>>>>

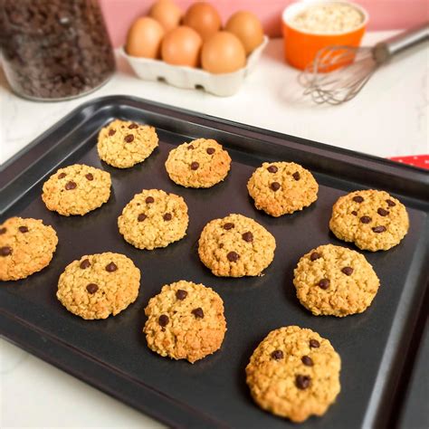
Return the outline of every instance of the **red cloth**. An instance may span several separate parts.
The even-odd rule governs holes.
[[[429,169],[429,155],[414,155],[409,157],[394,157],[392,161],[409,164],[410,166],[419,167],[420,168]]]

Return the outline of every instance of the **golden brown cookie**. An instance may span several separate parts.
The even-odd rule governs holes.
[[[43,221],[11,217],[0,224],[0,281],[24,279],[49,265],[55,230]]]
[[[60,168],[43,184],[42,199],[49,210],[63,216],[86,214],[109,200],[110,175],[83,164]]]
[[[186,187],[211,187],[226,177],[230,167],[228,152],[211,138],[184,143],[166,161],[171,180]]]
[[[275,238],[262,225],[243,214],[230,214],[204,227],[198,254],[214,275],[255,276],[272,263],[275,247]]]
[[[161,356],[194,363],[224,341],[224,301],[211,288],[181,280],[163,286],[145,309],[148,346]]]
[[[294,162],[264,162],[247,182],[258,210],[278,217],[302,210],[318,198],[319,185],[309,170]]]
[[[58,281],[57,298],[85,319],[116,316],[138,295],[140,271],[120,253],[82,256],[67,265]]]
[[[159,189],[145,189],[118,218],[119,233],[138,249],[166,247],[186,234],[189,217],[185,200]]]
[[[340,196],[332,208],[329,228],[340,240],[377,252],[398,244],[408,232],[409,220],[399,200],[368,189]]]
[[[153,127],[115,119],[100,131],[97,150],[107,164],[129,168],[143,162],[157,145]]]
[[[363,254],[332,244],[302,256],[294,275],[300,302],[316,316],[361,313],[371,305],[380,285]]]
[[[246,367],[252,396],[262,409],[292,422],[322,415],[340,390],[341,359],[328,339],[311,329],[272,330]]]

<<<<

* _Consigne donnée_:
Reproduisez l'intégralité des données ci-dessus, énoncés compris, en ajoutant 108 à chaque coordonnée des sommets de polygones figurant dans les réponses. N'incluez pas les images.

* _Réponse rédigée_:
Return the outline of every instance of the **red cloth**. An instance may span several separate parts.
The even-odd rule governs holes.
[[[537,277],[537,263],[522,263],[517,265],[502,265],[500,269],[517,272],[518,274],[527,275],[528,276]]]

Return the outline of every instance of the **golden brown cookie**. An instance may span several separate parts.
The even-odd rule governs holes.
[[[151,329],[119,325],[108,332],[108,389],[132,387],[157,373],[163,338]]]
[[[168,276],[151,292],[150,307],[157,318],[171,324],[194,322],[217,308],[218,283],[191,272]]]
[[[294,295],[319,295],[334,285],[338,275],[336,260],[319,246],[292,251],[274,269],[279,288]]]
[[[383,346],[370,333],[351,322],[338,322],[312,335],[306,362],[322,383],[363,384],[380,371],[383,355]]]
[[[269,464],[302,471],[332,449],[332,409],[319,396],[289,388],[271,394],[253,417],[256,454]]]
[[[402,270],[372,270],[355,290],[366,318],[386,325],[410,318],[426,306],[427,293],[417,278]]]
[[[166,389],[165,406],[193,427],[224,424],[246,403],[248,379],[228,361],[190,364],[175,373]]]
[[[267,297],[253,297],[226,326],[227,341],[246,357],[274,355],[294,342],[297,325],[293,308]]]
[[[448,304],[440,316],[437,336],[448,348],[485,360],[506,352],[516,340],[517,328],[507,308],[476,297]]]
[[[261,235],[223,227],[208,239],[205,258],[215,272],[237,276],[251,270],[265,253]]]
[[[471,362],[440,352],[410,364],[402,383],[408,410],[424,424],[469,421],[479,413],[488,393]]]
[[[354,475],[360,504],[370,517],[400,530],[430,523],[448,498],[449,467],[436,447],[419,437],[380,438]]]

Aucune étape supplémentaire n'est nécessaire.